● **WHAT TO DO**:
Repeat exactly each line of the data provided below.
-------- RECORD EXTRACTS
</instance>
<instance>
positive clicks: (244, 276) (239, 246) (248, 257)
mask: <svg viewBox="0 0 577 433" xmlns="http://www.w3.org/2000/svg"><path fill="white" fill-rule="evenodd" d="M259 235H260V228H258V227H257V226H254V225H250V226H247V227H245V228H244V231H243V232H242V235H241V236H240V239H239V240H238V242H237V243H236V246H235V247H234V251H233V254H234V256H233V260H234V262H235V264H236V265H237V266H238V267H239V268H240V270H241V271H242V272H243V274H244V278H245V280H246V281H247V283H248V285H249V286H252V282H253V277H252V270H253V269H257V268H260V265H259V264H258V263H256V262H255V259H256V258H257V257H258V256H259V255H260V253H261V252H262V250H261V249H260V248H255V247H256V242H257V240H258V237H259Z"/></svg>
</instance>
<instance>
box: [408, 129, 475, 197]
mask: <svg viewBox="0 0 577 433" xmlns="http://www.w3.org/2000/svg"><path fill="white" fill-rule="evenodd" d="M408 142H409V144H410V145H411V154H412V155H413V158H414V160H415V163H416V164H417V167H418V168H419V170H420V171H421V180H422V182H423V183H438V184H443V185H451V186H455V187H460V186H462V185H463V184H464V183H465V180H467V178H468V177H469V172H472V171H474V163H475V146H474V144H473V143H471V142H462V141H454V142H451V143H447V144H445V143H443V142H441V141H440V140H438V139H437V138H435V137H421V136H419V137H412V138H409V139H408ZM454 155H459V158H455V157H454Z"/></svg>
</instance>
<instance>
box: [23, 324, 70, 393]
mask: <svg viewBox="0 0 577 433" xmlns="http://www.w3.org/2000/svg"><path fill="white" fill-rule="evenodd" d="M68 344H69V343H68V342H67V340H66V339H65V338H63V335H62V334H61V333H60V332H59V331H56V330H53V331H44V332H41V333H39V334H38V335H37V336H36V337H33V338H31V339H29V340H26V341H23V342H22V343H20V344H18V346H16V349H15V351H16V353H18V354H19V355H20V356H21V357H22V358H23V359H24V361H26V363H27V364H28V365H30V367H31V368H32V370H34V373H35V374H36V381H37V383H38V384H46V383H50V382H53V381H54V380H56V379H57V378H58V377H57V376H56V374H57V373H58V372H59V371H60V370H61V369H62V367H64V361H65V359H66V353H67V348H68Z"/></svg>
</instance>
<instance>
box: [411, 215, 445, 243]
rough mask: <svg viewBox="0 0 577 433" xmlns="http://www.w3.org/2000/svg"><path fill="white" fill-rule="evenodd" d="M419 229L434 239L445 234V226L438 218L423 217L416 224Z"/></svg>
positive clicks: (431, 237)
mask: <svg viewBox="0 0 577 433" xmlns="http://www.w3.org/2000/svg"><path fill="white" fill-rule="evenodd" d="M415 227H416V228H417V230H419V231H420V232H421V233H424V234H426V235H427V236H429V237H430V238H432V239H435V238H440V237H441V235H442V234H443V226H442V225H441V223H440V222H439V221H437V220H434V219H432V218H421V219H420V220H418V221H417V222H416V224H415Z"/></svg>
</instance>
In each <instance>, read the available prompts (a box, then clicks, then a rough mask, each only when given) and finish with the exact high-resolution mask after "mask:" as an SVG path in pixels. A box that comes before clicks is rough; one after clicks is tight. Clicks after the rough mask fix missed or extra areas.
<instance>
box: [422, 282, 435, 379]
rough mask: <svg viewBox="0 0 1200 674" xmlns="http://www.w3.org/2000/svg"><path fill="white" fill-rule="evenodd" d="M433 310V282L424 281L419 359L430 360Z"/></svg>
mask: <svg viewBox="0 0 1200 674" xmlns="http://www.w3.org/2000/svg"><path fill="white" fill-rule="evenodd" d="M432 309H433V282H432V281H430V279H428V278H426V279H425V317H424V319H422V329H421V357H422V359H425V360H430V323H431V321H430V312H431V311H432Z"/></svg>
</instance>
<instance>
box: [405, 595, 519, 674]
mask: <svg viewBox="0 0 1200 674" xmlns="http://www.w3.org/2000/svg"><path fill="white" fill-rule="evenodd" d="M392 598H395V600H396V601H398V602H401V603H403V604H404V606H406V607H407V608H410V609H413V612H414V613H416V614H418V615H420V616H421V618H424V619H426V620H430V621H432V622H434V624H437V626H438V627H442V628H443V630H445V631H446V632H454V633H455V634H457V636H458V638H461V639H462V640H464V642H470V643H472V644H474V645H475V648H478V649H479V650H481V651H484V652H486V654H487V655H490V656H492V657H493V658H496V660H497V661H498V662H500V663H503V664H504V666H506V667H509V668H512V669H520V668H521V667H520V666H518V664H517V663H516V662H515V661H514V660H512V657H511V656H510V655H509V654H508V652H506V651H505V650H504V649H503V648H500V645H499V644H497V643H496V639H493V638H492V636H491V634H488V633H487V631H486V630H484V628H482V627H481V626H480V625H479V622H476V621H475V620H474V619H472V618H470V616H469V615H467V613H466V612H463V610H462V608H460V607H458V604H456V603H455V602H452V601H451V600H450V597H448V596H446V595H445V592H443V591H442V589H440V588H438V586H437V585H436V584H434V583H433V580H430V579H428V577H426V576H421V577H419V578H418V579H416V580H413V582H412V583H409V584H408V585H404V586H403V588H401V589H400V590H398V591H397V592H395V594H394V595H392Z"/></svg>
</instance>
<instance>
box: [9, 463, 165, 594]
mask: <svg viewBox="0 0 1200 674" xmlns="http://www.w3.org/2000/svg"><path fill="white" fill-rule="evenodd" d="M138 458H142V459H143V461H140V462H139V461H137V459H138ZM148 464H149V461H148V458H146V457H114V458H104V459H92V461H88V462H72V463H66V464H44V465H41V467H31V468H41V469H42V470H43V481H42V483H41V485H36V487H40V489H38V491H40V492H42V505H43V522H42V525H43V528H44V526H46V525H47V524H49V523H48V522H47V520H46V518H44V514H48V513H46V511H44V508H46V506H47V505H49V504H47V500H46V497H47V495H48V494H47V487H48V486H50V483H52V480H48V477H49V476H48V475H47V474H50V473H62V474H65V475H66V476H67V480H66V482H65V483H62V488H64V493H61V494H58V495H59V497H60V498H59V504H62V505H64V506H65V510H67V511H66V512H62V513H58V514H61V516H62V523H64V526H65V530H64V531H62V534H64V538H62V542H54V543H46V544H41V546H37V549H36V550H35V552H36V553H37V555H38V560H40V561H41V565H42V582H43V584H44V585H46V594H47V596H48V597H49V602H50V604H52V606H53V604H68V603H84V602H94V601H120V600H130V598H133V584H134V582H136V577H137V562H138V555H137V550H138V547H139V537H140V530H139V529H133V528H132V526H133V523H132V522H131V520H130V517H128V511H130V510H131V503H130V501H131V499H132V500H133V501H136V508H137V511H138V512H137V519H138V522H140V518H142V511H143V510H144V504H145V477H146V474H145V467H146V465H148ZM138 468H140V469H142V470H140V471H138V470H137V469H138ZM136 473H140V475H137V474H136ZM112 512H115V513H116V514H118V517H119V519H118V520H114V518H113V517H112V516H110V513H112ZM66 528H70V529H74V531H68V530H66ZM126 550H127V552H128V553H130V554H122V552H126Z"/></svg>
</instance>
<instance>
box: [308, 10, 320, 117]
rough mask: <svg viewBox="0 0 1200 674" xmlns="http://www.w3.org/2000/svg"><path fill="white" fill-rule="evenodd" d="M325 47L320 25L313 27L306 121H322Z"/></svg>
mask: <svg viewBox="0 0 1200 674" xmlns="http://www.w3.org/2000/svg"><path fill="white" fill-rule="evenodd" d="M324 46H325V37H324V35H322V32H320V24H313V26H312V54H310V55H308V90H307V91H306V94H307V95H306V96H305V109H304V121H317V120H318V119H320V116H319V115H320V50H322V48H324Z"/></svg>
----------------
● **ANSWER TO THIS PROBLEM**:
</instance>
<instance>
positive clicks: (244, 276) (239, 246) (248, 257)
mask: <svg viewBox="0 0 577 433" xmlns="http://www.w3.org/2000/svg"><path fill="white" fill-rule="evenodd" d="M259 235H260V228H258V227H257V226H254V225H250V226H247V227H245V228H244V231H243V232H242V235H241V236H240V239H239V240H238V242H237V243H236V246H235V247H234V251H233V254H234V256H233V260H234V262H235V264H236V265H237V266H238V267H239V268H240V270H241V271H242V272H243V274H244V278H245V280H246V281H247V283H248V285H249V286H252V282H253V277H252V270H253V269H257V268H260V265H259V264H258V263H256V262H255V259H256V258H257V257H258V256H259V255H260V253H261V252H262V250H261V249H260V248H255V247H256V242H257V240H258V237H259Z"/></svg>
</instance>
<instance>
box: [408, 129, 475, 197]
mask: <svg viewBox="0 0 577 433" xmlns="http://www.w3.org/2000/svg"><path fill="white" fill-rule="evenodd" d="M408 142H409V144H410V145H411V154H412V155H413V158H414V160H415V163H416V164H417V167H418V168H419V170H420V171H421V180H422V182H423V183H438V184H443V185H451V186H455V187H460V186H462V185H463V184H464V183H465V180H467V178H468V177H469V172H472V171H474V163H475V146H474V144H473V143H471V142H462V141H454V142H451V143H447V144H445V143H443V142H441V141H440V140H438V139H437V138H435V137H421V136H419V137H412V138H409V139H408ZM454 155H459V158H455V157H454Z"/></svg>
</instance>
<instance>
box: [23, 324, 70, 393]
mask: <svg viewBox="0 0 577 433" xmlns="http://www.w3.org/2000/svg"><path fill="white" fill-rule="evenodd" d="M68 344H69V343H68V342H67V340H66V339H65V338H63V335H62V334H61V333H60V332H59V331H56V330H53V331H44V332H41V333H39V334H38V335H37V336H36V337H33V338H31V339H29V340H26V341H23V342H22V343H20V344H18V346H16V349H15V351H16V353H18V354H19V355H20V356H21V357H22V358H23V359H24V361H26V363H27V364H28V365H30V367H31V368H32V370H34V373H35V374H36V381H37V383H38V384H46V383H50V382H53V381H54V380H56V379H57V378H58V377H57V376H56V374H57V373H58V372H59V371H60V370H61V369H62V367H64V361H65V359H66V353H67V348H68Z"/></svg>
</instance>
<instance>
box: [411, 215, 445, 243]
rough mask: <svg viewBox="0 0 577 433" xmlns="http://www.w3.org/2000/svg"><path fill="white" fill-rule="evenodd" d="M419 229L434 239L445 234V226L438 218L423 217L416 224Z"/></svg>
positive clicks: (431, 237)
mask: <svg viewBox="0 0 577 433" xmlns="http://www.w3.org/2000/svg"><path fill="white" fill-rule="evenodd" d="M415 227H416V228H417V230H419V231H420V232H421V233H424V234H426V235H427V236H429V237H430V238H432V239H435V238H440V237H441V235H442V234H443V226H442V225H441V223H440V222H439V221H437V220H434V219H432V218H421V219H420V220H418V221H417V222H416V224H415Z"/></svg>
</instance>
In each <instance>, read the available prompts (a box, then clicks, then a rough mask, each only when given) and finish with the exact high-resolution mask after "mask:" as an SVG path in pixels. A box that comes before clicks is rough; one after clicks is tight. Clicks after the rough mask fix missed or extra areas.
<instance>
box: [422, 282, 435, 379]
rough mask: <svg viewBox="0 0 1200 674" xmlns="http://www.w3.org/2000/svg"><path fill="white" fill-rule="evenodd" d="M433 310V282L424 281L419 359L430 360Z"/></svg>
mask: <svg viewBox="0 0 1200 674" xmlns="http://www.w3.org/2000/svg"><path fill="white" fill-rule="evenodd" d="M432 309H433V282H432V281H430V279H428V278H426V279H425V317H424V319H422V329H421V357H422V359H425V360H430V323H431V321H430V312H431V311H432Z"/></svg>
</instance>
<instance>
box: [405, 595, 519, 674]
mask: <svg viewBox="0 0 1200 674" xmlns="http://www.w3.org/2000/svg"><path fill="white" fill-rule="evenodd" d="M392 598H395V600H396V601H398V602H401V603H403V604H404V606H406V607H407V608H410V609H413V612H414V613H416V614H418V615H420V616H421V618H424V619H426V620H430V621H432V622H434V624H437V626H438V627H442V628H443V630H445V631H446V632H454V633H455V634H457V636H458V638H461V639H462V640H464V642H470V643H472V644H474V645H475V648H478V649H479V650H481V651H484V652H486V654H487V655H490V656H492V657H493V658H496V660H497V661H498V662H500V663H503V664H504V666H506V667H509V668H512V669H520V668H521V667H520V666H518V664H517V663H516V662H515V661H514V660H512V657H511V656H510V655H509V654H508V652H506V651H505V650H504V649H503V648H500V645H499V644H497V643H496V639H493V638H492V636H491V634H488V633H487V631H486V630H484V628H482V627H481V626H480V625H479V622H476V621H475V620H474V619H472V618H470V616H469V615H467V613H466V612H463V610H462V608H460V607H458V604H456V603H455V602H452V601H451V600H450V597H448V596H446V595H445V592H443V591H442V589H440V588H438V586H437V585H436V584H434V583H433V580H430V579H428V577H426V576H421V577H419V578H418V579H416V580H413V582H412V583H409V584H408V585H404V586H403V588H401V589H400V590H398V591H397V592H395V594H394V595H392Z"/></svg>
</instance>
<instance>
box: [9, 463, 165, 594]
mask: <svg viewBox="0 0 1200 674" xmlns="http://www.w3.org/2000/svg"><path fill="white" fill-rule="evenodd" d="M138 458H142V459H143V461H140V462H139V461H137V459H138ZM148 464H149V461H148V458H146V457H114V458H104V459H92V461H88V462H72V463H66V464H44V465H41V467H31V468H41V469H42V470H43V481H42V483H41V485H36V487H40V489H38V491H40V492H42V505H43V522H42V525H43V528H44V526H46V525H47V524H49V523H48V522H47V520H46V518H44V514H48V513H46V511H44V508H46V506H47V505H49V504H47V500H46V497H47V495H48V494H47V487H48V486H50V483H52V480H48V477H49V476H48V475H47V474H50V473H62V474H65V475H66V476H67V480H66V482H65V483H62V488H64V493H61V494H58V495H59V497H60V498H59V504H62V505H64V506H65V510H67V511H66V512H62V513H58V514H61V516H62V523H64V526H65V530H64V531H62V534H64V538H62V542H54V543H46V544H41V546H37V549H36V550H35V552H36V553H37V555H38V560H40V561H41V565H42V582H43V584H44V585H46V594H47V596H48V597H49V602H50V604H52V606H53V604H68V603H84V602H94V601H120V600H130V598H133V584H134V582H136V577H137V562H138V555H137V550H138V547H139V537H140V530H139V529H133V528H132V526H133V523H132V522H131V520H130V517H128V511H130V510H131V503H130V501H131V499H132V500H133V501H136V508H137V511H138V512H137V519H138V522H140V518H142V511H143V510H144V504H145V477H146V474H145V467H146V465H148ZM138 468H140V469H142V470H140V471H138V470H137V469H138ZM136 473H140V475H137V474H136ZM112 512H115V513H116V514H118V517H119V519H118V520H114V518H113V517H112V516H110V513H112ZM66 528H70V529H74V531H68V530H66ZM126 550H127V552H128V553H130V554H122V552H126Z"/></svg>
</instance>
<instance>
box: [308, 10, 320, 117]
rough mask: <svg viewBox="0 0 1200 674" xmlns="http://www.w3.org/2000/svg"><path fill="white" fill-rule="evenodd" d="M325 47L320 25L313 27L306 121H322Z"/></svg>
mask: <svg viewBox="0 0 1200 674" xmlns="http://www.w3.org/2000/svg"><path fill="white" fill-rule="evenodd" d="M324 46H325V37H324V35H322V32H320V24H313V26H312V54H310V55H308V90H307V91H306V94H307V95H306V96H305V109H304V121H317V120H318V119H320V116H319V115H320V50H322V48H324Z"/></svg>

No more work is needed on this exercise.